• _What you should do_
Copy every entry below verbatim, keeping each line unchanged and in its original order.

[Part of a data file]
-- begin --
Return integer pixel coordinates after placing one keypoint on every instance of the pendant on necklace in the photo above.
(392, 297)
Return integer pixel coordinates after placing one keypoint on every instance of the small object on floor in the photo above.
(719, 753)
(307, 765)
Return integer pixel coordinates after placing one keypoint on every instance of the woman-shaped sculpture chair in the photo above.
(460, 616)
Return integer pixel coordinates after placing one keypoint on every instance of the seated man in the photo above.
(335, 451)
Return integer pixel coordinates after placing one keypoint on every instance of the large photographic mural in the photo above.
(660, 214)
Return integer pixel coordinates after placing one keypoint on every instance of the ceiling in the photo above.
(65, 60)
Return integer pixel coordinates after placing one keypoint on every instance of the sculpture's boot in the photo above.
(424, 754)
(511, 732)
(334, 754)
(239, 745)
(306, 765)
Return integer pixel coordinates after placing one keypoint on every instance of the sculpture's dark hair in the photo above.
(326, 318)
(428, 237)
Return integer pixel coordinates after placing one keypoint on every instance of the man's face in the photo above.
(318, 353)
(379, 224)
-- end --
• _Result below_
Return integer pixel coordinates after placing one keypoint on every instance of the pendant on necklace in the photo above.
(392, 297)
Return integer pixel coordinates after placing one keypoint on every instance of the small object on floor in the photo above.
(719, 753)
(307, 765)
Return integer pixel coordinates after placing one keypoint on every instance of the woman-shaped sculpture chair in the photo above.
(460, 616)
Return integer pixel coordinates after placing one keypoint on every instance of the seated man in the photo above.
(335, 451)
Return integer pixel coordinates after placing one keypoint on every instance of the large photographic mural in the photo above.
(660, 214)
Return integer pixel coordinates after placing one keypoint on every instance of the ceiling in the photo above.
(65, 60)
Return integer pixel coordinates after placing one keypoint on every instance of the sculpture's boot in the photo above.
(424, 754)
(511, 732)
(334, 754)
(239, 745)
(306, 765)
Return integer pixel coordinates after placing one keypoint on every instance of the sculpture's dark hair in the photo above.
(326, 318)
(428, 237)
Return integer pixel coordinates after placing one keypoint on every instance of the man's face in the photo above.
(318, 353)
(379, 224)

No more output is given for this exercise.